> _Supplied records_
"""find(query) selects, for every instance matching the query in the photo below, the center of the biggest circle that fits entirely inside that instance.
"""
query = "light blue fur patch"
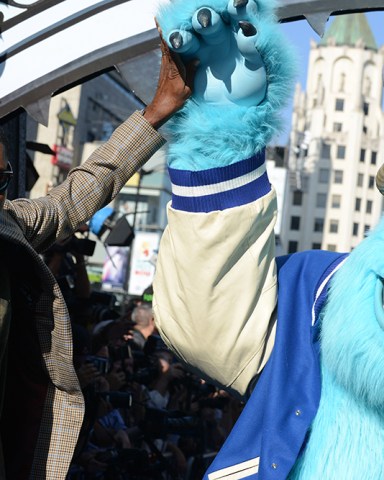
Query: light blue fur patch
(206, 136)
(347, 436)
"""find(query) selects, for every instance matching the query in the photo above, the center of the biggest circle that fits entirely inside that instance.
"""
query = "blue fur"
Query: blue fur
(347, 436)
(206, 135)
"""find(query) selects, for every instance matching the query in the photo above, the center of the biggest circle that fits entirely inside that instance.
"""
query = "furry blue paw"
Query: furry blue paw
(231, 68)
(245, 78)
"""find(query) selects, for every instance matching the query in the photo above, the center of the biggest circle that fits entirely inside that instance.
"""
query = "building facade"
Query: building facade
(336, 142)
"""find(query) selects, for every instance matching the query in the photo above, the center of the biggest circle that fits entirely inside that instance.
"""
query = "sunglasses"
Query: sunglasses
(5, 178)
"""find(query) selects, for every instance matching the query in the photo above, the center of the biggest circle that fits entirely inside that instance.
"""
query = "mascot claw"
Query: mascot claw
(245, 77)
(231, 68)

> _Exercise instructions_
Leave the pictures aside and give the records above back word for word.

> _Worked solution_
"""find(query) selects, for every instance matching the query in the photo below, the center of the biggest circle that fits entirely inside that instance.
"""
query = "light blue fur patch"
Query: light blue fur patch
(206, 136)
(347, 436)
"""find(query) selects, for every instance matching the query in the photo above, the center of the biggest circle that fits entirely inside that instance.
"""
query = "blue fur"
Query: blue fur
(347, 436)
(206, 135)
"""find(query) selects, for every instance matching the query in the photo above, the center of the biggest circle that fits entirely inside that instance.
"""
query = "furry blue paw"
Query: furry blue paw
(231, 68)
(245, 78)
"""find(query) selects, for every instance matching the query in the photo above, the center of the biggest circle that fits entirely inside that instance.
"""
query = "building facade"
Query: building facade
(336, 142)
"""find(query) selects, for every instance matching the query in the photo above, the center of the biggest circle that fits entirely inside that instance.
"""
query = "sunglasses"
Query: sunglasses
(5, 178)
"""find(query) selects, for every instance matching the query in the photo above, the center of the biggest circle that fits entirely inside that instance.
"""
query = "mascot claw"
Query: mascot claw
(245, 77)
(231, 68)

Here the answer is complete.